Below are some records; output all of them exactly.
Segment Open
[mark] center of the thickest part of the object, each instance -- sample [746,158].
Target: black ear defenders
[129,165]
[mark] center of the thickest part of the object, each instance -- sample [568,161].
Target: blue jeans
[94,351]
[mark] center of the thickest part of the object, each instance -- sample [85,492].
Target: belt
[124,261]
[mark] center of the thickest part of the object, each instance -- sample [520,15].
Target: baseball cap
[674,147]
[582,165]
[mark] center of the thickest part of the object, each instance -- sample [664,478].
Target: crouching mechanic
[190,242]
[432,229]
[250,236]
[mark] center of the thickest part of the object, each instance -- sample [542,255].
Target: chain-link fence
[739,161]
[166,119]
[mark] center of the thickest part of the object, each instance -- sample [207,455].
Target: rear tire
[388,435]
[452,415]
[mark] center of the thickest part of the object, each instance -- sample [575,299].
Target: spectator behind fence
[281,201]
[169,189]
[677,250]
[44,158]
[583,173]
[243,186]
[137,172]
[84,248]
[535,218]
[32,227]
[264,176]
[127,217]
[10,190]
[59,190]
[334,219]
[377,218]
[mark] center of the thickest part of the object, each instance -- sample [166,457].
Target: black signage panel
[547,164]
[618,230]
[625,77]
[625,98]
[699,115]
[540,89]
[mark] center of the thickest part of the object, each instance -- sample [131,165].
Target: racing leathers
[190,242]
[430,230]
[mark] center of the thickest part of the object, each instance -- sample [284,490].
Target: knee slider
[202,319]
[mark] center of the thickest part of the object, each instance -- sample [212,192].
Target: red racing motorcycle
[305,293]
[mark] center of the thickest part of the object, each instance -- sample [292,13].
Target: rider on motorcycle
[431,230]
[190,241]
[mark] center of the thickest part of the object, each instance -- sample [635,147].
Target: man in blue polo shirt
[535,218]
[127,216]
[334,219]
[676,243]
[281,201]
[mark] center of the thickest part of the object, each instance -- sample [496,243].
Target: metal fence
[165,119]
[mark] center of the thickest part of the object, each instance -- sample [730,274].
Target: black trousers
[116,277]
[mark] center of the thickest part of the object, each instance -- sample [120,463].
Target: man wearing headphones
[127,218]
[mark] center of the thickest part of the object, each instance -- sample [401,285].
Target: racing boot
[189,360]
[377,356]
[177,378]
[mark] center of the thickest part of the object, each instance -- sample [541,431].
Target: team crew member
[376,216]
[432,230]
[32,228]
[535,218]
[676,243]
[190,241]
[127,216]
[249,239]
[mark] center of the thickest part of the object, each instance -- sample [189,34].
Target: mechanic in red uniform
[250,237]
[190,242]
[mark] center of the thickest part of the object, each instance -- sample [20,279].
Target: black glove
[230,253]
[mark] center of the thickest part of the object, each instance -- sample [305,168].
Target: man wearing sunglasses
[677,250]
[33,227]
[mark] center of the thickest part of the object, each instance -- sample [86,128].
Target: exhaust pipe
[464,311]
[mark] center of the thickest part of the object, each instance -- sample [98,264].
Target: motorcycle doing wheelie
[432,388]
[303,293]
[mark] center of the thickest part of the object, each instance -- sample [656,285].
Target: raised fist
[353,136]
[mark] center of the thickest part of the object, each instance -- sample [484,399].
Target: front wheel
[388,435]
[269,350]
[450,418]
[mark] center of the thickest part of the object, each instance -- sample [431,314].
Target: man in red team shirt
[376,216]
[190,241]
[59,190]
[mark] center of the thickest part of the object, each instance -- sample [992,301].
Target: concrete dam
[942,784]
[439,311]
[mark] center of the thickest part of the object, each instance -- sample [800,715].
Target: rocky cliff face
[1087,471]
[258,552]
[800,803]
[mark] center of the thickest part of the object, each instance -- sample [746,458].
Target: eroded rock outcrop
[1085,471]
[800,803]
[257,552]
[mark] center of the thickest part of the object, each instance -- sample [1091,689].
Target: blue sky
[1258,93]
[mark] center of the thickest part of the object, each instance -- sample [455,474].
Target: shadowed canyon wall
Segment Closed
**RESULT FOR THIS TASK**
[mark] center of the thickest part of the object, each instance -- sample [746,158].
Target: black ear defenders
[129,165]
[mark] center of the thickest part of the object, each instance -- sample [568,161].
Target: blue jeans
[94,351]
[mark] center of the thickest part of the object, each instance -- sample [85,492].
Target: belt
[124,261]
[mark] center of the thickest part of the object, each instance -- sample [520,15].
Target: baseball cap
[674,147]
[582,165]
[mark] center of the thickest part of the object, each instance -- sample [664,478].
Target: crouching mechanic
[190,242]
[432,229]
[250,236]
[mark] center of the thickest part of the object, each instance -- sample [542,255].
Target: chain-link fence
[739,161]
[166,119]
[mark] center of the thickest part of the object, each instance -- sample [207,455].
Target: rear tire
[388,435]
[452,415]
[mark] center of the thickest part of the object, each instance -- sample [575,299].
Target: spectator behind fence
[281,201]
[169,189]
[677,250]
[44,158]
[583,173]
[243,186]
[137,172]
[84,248]
[535,218]
[32,227]
[264,176]
[127,217]
[10,190]
[59,190]
[334,219]
[377,218]
[mark] center of the thickest part of the object, each instance -- sample [166,457].
Target: black signage panel
[547,164]
[618,230]
[625,77]
[625,98]
[699,115]
[540,89]
[mark] center of the thickest part of the object, each instance -- sample [131,165].
Target: racing leathers
[190,242]
[430,230]
[mark] center of the thickest part of the object, each instance -- sample [284,490].
Target: knee slider
[202,319]
[mark] center of the thickest part of the object, each instance -- sample [212,192].
Target: red racing motorcycle
[305,293]
[mark] center of the thickest part of the object, each instance -- sample [292,13].
Target: rider on motorcycle
[431,230]
[190,241]
[mark] center of the thickest part of the object, each instance -- sample [635,147].
Target: man in blue polo shirt
[535,218]
[127,216]
[334,219]
[676,243]
[281,201]
[mark] center of the thickest part of the object, each instance -- sample [496,243].
Target: metal fence
[165,119]
[mark] center of the thickest part of the object, each instance -- sample [730,274].
Target: black trousers
[116,277]
[mark] center of the thickest part of the object, each instance -- sample [120,463].
Target: man wearing headphones
[127,218]
[mark] center of the thickest part of the object, each instance -- sample [401,285].
Target: racing boot
[189,360]
[377,356]
[177,378]
[mark] center of the thickest part of the object, each instance -- sample [541,431].
Target: team crew member
[376,216]
[432,230]
[32,228]
[535,218]
[676,243]
[190,241]
[127,216]
[249,239]
[mark] center of the thickest part of the object, each instance -- sample [189,34].
Target: mechanic in red uniform
[250,237]
[190,242]
[mark] center of the thickest part of the object, each instance -- sample [20,279].
Target: black glove
[230,253]
[mark] center of the thickest part of the object, each instance -- sample [305,168].
Target: man wearing sunglasses
[677,250]
[33,227]
[mark] center of the thickest part of the object, each instance -- sample [86,128].
Target: exhaust pipe
[464,311]
[mark] center of the thickest part of the object, each instance -- sample [98,264].
Target: motorcycle doing wheelie
[432,388]
[303,293]
[mark] center of the thickest part of the object, each instance -- sample [656,285].
Target: raised fist
[353,136]
[mark] center of the thickest part of the object, each instance -- sample [484,399].
Target: front wheel
[388,435]
[269,350]
[450,418]
[mark] center of the thickest part of the object, each instance -- sample [431,314].
Target: man in red team shirt
[376,216]
[190,241]
[59,190]
[mark] center of the thickest part of the object, each instance -- sample [992,301].
Target: concrete dam
[942,784]
[439,311]
[mark] center of the thickest part of the object, each instance -- sample [800,715].
Target: rocky cliff face
[1087,471]
[258,552]
[800,803]
[mark] center of the thickest part of the object, each instance -- sample [746,458].
Target: eroded rock outcrop
[1085,471]
[800,803]
[257,552]
[mark] center of the thickest part of the object, each instance -- sample [1091,689].
Target: blue sky
[1258,93]
[mark] center of the thickest part of the object, each instance -- sample [455,474].
Target: shadowed canyon wall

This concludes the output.